Locate each line in the items below that contains the string "mountainside", treating uppercase and lowercase as different, and copy every such line.

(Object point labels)
****

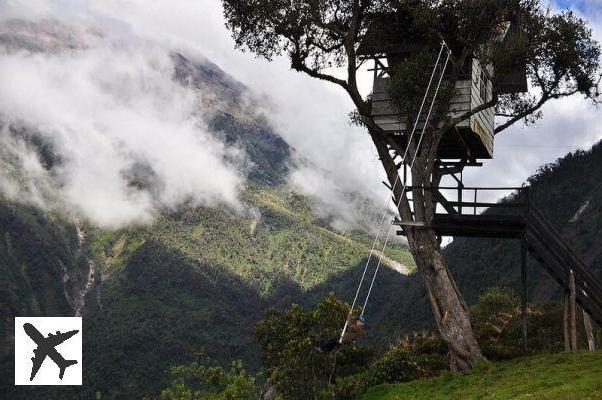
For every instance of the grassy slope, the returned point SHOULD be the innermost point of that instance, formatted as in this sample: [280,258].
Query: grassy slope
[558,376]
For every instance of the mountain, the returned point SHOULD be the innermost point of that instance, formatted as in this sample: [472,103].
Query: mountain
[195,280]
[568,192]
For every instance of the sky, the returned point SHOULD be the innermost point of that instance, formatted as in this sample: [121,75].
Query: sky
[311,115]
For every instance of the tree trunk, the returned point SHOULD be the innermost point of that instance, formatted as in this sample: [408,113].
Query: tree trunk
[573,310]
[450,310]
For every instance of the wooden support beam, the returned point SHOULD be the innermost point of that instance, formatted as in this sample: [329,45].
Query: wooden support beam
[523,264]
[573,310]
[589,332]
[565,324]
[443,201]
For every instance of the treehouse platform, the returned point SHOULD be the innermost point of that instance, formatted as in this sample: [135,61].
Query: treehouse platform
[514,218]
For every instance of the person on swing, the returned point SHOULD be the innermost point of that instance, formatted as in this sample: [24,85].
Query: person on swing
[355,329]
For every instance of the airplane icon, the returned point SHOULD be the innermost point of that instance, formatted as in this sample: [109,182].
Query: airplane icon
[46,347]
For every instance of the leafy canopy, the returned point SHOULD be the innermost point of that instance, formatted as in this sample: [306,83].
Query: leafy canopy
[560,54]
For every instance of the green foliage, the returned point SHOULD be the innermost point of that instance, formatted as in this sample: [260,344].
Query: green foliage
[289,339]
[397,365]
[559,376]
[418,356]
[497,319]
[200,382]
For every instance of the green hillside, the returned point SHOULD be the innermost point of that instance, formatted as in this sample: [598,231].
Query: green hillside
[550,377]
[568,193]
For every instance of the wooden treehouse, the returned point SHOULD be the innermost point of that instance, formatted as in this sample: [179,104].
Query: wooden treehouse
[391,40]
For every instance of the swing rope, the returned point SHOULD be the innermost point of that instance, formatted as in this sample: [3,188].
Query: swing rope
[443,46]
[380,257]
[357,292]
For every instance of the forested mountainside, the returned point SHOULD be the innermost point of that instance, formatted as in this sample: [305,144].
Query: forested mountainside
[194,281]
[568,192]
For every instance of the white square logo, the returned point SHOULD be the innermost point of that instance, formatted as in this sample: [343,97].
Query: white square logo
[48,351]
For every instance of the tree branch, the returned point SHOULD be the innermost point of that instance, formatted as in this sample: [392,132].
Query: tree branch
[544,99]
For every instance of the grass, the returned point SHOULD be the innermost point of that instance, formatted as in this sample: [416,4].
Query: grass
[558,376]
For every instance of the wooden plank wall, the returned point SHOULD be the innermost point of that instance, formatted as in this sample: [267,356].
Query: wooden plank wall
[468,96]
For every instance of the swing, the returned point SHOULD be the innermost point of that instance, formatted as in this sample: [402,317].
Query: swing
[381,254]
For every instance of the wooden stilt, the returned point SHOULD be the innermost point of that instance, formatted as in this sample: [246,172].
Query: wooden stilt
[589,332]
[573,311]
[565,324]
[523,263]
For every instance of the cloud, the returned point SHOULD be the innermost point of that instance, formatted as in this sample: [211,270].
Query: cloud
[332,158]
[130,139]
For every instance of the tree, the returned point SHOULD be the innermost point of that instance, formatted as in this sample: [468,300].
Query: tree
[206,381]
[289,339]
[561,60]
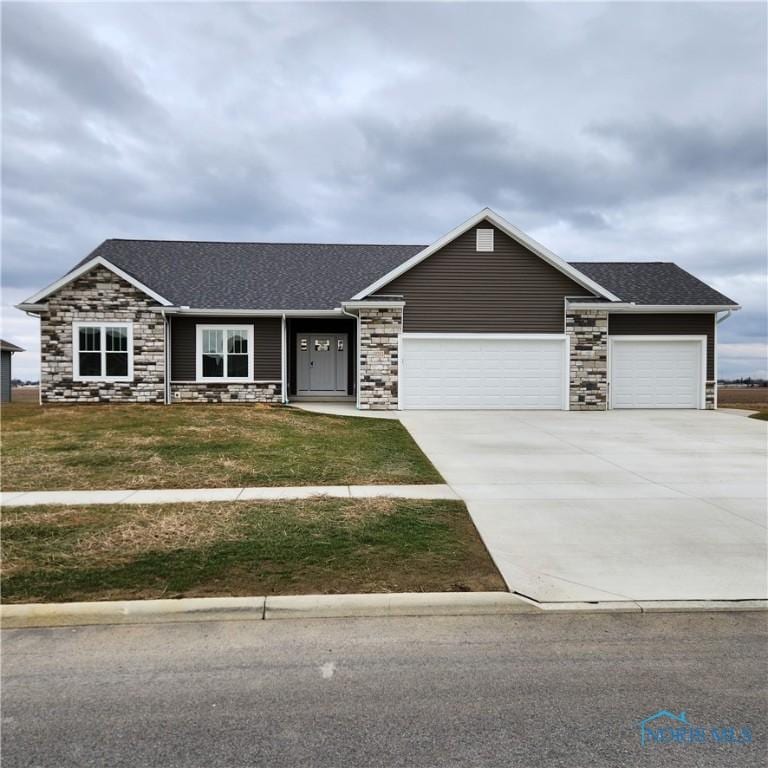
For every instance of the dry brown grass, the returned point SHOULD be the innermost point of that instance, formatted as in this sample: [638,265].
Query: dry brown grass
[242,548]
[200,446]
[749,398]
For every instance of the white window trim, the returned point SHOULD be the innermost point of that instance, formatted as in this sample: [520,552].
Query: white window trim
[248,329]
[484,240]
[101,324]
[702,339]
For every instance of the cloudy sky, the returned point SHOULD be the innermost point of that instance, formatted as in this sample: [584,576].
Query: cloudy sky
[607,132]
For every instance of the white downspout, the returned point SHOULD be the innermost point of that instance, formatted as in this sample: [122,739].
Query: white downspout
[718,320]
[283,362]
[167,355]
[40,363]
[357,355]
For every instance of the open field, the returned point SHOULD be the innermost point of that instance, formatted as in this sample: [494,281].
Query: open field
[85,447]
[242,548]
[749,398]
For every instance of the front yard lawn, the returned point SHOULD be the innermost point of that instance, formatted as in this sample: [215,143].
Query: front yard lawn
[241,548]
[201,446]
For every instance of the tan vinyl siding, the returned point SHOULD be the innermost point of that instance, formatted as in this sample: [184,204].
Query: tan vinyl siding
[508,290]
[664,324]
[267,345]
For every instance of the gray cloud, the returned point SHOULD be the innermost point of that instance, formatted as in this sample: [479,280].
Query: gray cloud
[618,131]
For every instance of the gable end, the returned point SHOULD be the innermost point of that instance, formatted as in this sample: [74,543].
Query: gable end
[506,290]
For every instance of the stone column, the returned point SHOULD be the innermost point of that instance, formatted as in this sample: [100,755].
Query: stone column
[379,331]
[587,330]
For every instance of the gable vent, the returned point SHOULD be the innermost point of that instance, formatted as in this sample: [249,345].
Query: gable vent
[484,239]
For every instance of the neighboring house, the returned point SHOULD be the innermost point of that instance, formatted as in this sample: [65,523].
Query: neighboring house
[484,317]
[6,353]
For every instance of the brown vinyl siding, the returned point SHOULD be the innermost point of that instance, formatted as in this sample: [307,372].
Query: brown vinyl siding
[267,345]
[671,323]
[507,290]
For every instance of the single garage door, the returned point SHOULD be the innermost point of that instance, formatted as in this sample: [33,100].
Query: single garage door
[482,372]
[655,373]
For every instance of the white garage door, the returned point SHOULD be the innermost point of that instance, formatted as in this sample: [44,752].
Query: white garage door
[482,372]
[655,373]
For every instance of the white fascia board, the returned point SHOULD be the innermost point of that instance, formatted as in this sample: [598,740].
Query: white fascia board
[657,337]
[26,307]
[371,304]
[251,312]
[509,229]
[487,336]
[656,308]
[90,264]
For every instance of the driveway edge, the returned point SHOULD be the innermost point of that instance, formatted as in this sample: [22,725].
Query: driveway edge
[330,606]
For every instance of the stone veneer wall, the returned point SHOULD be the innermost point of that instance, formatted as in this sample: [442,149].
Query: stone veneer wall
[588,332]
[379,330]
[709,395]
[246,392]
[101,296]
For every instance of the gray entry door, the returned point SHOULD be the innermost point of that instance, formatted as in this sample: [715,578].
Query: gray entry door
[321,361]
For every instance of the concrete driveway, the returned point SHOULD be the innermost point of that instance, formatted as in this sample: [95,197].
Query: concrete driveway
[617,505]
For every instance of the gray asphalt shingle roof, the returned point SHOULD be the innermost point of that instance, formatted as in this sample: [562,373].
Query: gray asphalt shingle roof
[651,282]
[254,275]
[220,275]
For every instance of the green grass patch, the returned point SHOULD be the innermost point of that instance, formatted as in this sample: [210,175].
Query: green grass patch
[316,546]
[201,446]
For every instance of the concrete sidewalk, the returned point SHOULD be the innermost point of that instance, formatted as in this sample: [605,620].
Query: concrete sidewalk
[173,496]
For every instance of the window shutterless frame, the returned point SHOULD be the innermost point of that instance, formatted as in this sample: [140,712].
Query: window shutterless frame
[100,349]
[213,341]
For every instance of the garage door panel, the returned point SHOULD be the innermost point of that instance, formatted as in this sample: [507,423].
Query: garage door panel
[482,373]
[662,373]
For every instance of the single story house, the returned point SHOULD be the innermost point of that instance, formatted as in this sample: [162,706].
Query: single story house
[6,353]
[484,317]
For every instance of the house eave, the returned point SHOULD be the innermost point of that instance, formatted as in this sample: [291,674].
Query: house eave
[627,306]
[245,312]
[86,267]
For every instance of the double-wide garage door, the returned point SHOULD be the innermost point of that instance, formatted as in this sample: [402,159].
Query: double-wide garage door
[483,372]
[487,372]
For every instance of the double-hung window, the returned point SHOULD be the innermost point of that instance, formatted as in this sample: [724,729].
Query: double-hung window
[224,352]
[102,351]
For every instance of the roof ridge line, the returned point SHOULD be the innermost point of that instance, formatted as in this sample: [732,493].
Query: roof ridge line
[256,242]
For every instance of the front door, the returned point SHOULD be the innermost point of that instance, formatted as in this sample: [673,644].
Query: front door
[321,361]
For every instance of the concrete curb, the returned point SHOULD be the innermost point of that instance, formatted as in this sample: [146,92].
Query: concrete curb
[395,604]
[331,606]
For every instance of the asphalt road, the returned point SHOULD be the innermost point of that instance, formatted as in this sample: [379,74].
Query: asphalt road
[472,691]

****

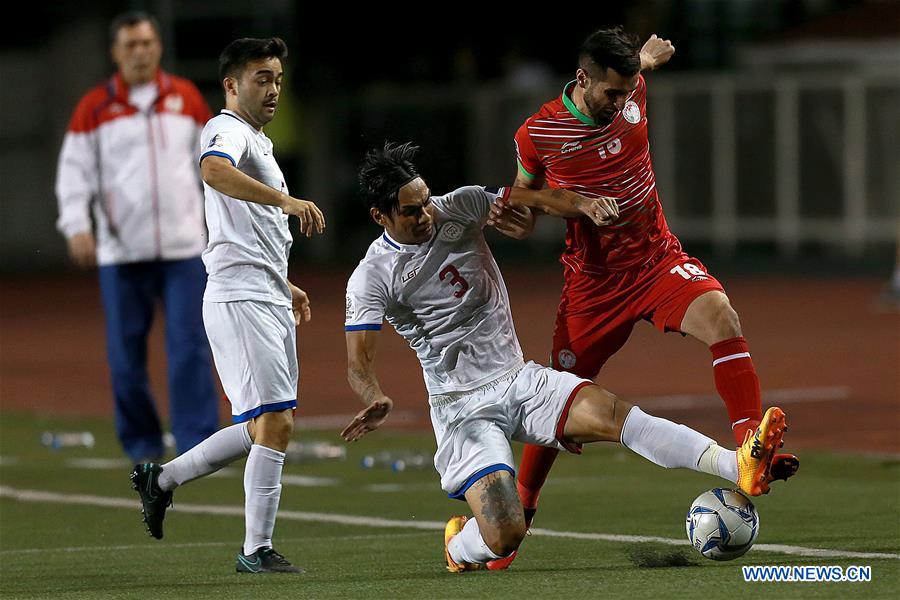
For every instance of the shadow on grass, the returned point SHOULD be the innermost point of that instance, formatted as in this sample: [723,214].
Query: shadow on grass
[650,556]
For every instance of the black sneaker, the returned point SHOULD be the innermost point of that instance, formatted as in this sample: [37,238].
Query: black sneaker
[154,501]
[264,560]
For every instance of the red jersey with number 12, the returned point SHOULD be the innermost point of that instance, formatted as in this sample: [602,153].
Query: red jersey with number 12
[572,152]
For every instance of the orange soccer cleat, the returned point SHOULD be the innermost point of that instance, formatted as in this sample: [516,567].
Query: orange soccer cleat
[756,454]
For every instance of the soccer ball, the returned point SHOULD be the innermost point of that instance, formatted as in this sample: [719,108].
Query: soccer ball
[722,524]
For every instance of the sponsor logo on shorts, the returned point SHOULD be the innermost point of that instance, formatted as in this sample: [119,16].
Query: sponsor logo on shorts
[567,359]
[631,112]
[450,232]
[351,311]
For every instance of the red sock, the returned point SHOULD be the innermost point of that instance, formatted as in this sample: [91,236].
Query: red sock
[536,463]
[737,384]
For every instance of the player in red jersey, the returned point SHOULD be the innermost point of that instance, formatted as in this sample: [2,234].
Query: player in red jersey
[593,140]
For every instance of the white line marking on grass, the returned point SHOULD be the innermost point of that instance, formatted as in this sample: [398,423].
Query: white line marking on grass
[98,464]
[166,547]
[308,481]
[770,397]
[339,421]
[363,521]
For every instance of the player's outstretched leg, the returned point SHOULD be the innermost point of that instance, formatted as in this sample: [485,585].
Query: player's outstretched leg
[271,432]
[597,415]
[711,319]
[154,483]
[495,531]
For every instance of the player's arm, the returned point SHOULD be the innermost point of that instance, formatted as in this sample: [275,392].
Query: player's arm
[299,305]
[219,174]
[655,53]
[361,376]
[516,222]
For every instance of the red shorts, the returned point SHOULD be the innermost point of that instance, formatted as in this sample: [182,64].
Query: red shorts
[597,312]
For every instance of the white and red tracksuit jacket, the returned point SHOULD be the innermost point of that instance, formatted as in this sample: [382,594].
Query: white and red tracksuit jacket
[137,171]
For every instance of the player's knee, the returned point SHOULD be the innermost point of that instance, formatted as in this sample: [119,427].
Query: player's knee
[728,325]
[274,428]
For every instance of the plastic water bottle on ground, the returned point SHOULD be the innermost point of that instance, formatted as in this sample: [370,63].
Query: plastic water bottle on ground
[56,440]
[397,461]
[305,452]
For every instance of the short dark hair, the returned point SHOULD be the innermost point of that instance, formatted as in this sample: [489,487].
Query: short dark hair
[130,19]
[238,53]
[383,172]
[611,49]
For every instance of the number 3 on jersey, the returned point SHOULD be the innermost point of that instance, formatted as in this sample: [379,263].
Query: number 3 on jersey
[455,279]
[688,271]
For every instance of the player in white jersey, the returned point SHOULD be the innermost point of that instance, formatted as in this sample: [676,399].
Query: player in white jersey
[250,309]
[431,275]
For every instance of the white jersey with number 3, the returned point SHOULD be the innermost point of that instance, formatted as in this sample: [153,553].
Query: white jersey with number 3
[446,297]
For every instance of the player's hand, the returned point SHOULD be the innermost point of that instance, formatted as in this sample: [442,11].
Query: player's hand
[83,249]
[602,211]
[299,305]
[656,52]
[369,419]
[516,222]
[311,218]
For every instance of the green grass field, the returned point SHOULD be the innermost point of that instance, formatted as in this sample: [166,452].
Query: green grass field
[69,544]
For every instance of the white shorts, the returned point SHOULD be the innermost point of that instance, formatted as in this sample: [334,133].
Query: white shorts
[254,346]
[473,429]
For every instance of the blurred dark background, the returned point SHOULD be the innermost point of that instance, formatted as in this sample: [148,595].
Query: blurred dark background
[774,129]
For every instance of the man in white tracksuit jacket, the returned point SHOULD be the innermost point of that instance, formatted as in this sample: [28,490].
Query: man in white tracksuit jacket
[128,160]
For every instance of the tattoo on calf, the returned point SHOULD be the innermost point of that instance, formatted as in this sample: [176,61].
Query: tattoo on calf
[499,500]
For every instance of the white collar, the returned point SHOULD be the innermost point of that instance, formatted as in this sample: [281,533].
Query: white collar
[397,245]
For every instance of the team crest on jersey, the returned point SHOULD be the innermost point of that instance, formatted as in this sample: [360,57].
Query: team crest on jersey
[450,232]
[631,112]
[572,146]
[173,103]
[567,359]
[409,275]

****

[Exercise response]:
For every instance of the forested mountainside, the returned point SHOULD be the innermost point of that instance, formatted as in this sample: [305,144].
Query: forested mountainside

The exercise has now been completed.